| MATERIAL PROVIDED |
*-*-*
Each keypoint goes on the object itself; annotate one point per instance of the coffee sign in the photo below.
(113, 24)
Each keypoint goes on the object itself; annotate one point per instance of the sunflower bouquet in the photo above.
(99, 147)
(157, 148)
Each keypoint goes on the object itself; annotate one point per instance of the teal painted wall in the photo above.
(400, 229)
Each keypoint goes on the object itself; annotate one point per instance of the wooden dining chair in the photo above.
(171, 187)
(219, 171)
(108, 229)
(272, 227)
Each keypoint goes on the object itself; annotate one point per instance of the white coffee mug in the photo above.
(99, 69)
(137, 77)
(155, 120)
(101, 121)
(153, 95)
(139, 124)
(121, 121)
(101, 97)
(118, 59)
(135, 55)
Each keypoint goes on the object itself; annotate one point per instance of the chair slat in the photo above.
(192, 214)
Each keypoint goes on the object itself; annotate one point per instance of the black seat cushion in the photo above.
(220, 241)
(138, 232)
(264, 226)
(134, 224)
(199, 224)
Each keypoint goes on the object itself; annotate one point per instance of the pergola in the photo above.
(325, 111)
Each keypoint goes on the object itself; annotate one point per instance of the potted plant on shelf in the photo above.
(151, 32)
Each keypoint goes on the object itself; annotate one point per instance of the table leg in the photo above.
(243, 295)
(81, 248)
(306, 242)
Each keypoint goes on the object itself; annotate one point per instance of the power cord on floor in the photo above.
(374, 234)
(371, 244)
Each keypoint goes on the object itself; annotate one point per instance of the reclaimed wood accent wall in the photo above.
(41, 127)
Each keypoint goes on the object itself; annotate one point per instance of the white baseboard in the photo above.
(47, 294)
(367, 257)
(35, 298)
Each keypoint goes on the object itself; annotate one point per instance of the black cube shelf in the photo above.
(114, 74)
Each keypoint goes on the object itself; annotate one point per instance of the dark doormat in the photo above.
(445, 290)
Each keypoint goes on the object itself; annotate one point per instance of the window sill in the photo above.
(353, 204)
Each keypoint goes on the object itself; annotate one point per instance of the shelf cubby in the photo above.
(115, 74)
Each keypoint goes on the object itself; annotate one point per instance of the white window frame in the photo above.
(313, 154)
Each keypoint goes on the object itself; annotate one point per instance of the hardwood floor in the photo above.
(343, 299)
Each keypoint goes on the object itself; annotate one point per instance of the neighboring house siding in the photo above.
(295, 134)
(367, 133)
*-*-*
| TASK DETAILS |
Switch "annotate" to "mark" in the lines starting at the one containing "baseboard in the photo above." and ending at the last line, and give only those lines with everything else unchanged.

| SOLUTION FOR THIS TASK |
Each keypoint goes on the object itself; mark one point per instance of the white baseboard in the photo above.
(47, 294)
(367, 257)
(35, 298)
Each keypoint goes on the object itself; mark one point per instance of the black cube shelf in the photo above.
(114, 74)
Each keypoint goes on the object itself; mark one point per instance of the dark doormat in the photo above.
(445, 290)
Each keypoint goes on the object itself; mark one point per instance of the window sill in the photo above.
(353, 204)
Each keypoint goes on the object itself; mark one point per instance of the shelf cubby in the photo above.
(115, 74)
Each keypoint goes on the object itself; mark one point per instance of the white window frame in the photo above.
(313, 154)
Each keypoint goes on the object itself; mark one point per instance of the hardwood floor in the photo above.
(343, 299)
Each keypoint goes on the object itself; mark one point per instance of the neighboring house siding in the photo above.
(295, 134)
(367, 133)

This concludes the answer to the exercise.